To do: Could you transcribe all of the items below word for word?

── Given records

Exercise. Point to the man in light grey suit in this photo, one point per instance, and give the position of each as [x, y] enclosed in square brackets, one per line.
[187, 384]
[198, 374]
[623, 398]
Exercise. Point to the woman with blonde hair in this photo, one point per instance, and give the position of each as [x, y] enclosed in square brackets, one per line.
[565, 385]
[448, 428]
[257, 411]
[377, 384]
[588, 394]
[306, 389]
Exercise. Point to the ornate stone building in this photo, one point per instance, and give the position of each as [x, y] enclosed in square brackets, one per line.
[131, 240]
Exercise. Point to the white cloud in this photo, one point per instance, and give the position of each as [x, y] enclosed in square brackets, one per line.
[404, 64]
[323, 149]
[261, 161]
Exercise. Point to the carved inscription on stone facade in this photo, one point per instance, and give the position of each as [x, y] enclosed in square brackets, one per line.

────

Worked solution:
Exercise. Point to the man in light grey suit in this photo, one point per instance, and give the position of each as [x, y] enclosed in square brackets, one per line.
[187, 384]
[198, 374]
[623, 398]
Exercise. Point to the woman with blonde hair in this photo, one point per instance, and give the position of each as [x, y] enclosed in square brackets, one per line.
[565, 385]
[448, 428]
[257, 411]
[377, 384]
[588, 394]
[306, 389]
Exercise. Point to the ornate stone building in this photo, one point per instance, and give the position of each as [x, y] enclosed in square brackets, one per line.
[131, 240]
Exercise. Point to the white cloud in this photo, one point per instance, and give the position of each as [x, y] enclosed in square brackets, one per line.
[404, 64]
[323, 149]
[261, 161]
Exercise. Point to the carved inscription on stone facade in this photo, one point per instance, and give the position of each as [x, y] enclosed in square brackets, one per line.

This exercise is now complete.